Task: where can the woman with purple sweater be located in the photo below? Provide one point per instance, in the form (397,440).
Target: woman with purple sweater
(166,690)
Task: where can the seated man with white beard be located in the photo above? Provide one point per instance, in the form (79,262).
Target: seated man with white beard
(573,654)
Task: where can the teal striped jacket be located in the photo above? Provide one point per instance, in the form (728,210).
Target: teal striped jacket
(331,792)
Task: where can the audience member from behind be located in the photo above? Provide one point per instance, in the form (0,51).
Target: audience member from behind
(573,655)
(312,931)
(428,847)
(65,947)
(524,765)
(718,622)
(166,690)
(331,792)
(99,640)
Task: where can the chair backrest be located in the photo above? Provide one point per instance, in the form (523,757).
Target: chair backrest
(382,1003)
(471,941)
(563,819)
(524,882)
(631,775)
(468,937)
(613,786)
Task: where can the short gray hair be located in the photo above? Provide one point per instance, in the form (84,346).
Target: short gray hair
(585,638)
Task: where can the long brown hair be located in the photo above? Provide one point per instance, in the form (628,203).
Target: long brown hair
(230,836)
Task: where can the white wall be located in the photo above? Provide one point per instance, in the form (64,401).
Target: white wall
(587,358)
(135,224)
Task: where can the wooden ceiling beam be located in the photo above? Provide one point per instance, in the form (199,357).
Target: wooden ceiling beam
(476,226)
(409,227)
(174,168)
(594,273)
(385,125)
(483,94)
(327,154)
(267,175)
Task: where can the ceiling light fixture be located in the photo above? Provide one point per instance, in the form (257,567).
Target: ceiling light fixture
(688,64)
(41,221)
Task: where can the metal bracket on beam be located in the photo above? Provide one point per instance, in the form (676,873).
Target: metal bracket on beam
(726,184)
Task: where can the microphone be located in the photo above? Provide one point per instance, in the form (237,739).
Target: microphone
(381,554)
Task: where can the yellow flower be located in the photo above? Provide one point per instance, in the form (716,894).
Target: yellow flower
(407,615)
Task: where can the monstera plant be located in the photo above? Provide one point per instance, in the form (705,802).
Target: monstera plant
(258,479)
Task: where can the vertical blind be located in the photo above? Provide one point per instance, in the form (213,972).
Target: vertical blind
....
● **Exercise details**
Would you show each line of the material above that contains the string "vertical"?

● **Response for this exercise**
Task: where can the vertical blind be located in the photo above? Provide one point per instance, in the form (213,972).
Target: vertical blind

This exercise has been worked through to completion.